Reproduce word for word the lines of the material below from the one containing "of the bungalow" down to and including the one containing "of the sliding".

**** Exercise data ****

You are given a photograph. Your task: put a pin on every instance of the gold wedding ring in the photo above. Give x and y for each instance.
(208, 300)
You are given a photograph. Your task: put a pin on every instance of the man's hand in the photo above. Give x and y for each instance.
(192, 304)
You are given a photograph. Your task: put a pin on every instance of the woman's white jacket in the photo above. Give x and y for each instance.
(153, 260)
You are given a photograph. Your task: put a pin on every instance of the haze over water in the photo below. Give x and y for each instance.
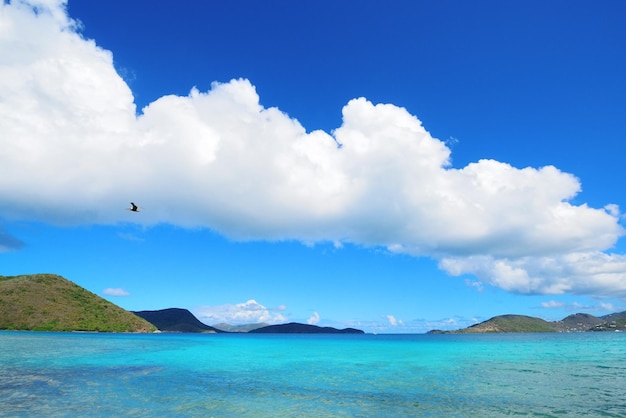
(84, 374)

****
**** Exercise data ****

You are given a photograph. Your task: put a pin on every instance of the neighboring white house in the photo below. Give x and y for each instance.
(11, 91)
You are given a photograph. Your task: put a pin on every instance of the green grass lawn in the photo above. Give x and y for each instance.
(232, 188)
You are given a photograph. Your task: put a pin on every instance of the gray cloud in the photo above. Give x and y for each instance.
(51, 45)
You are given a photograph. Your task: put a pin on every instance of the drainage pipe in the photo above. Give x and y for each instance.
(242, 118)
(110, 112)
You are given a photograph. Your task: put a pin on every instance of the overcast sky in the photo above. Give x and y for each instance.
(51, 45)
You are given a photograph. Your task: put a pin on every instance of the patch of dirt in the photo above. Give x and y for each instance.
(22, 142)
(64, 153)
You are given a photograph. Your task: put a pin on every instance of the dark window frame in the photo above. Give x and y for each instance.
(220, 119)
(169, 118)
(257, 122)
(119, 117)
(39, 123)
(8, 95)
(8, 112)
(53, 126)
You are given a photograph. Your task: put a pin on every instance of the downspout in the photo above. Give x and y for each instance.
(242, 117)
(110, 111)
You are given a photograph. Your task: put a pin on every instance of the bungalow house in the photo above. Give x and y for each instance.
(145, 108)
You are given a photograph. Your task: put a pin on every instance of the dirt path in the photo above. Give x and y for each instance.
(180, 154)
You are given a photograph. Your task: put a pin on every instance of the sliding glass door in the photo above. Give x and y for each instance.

****

_Answer to this problem_.
You are given a photograph. Your task: put a pin on every instance of the bungalow house in the photo above. Give x and y for each instance.
(145, 108)
You are given a photograph. Your task: put a pin on every instance of the dirt path in the photo above. Give x and y for each instance.
(180, 154)
You are given a photograph. Your task: put a pin on every instance of the sliding glass door in the photo above. Give x and y for each instance.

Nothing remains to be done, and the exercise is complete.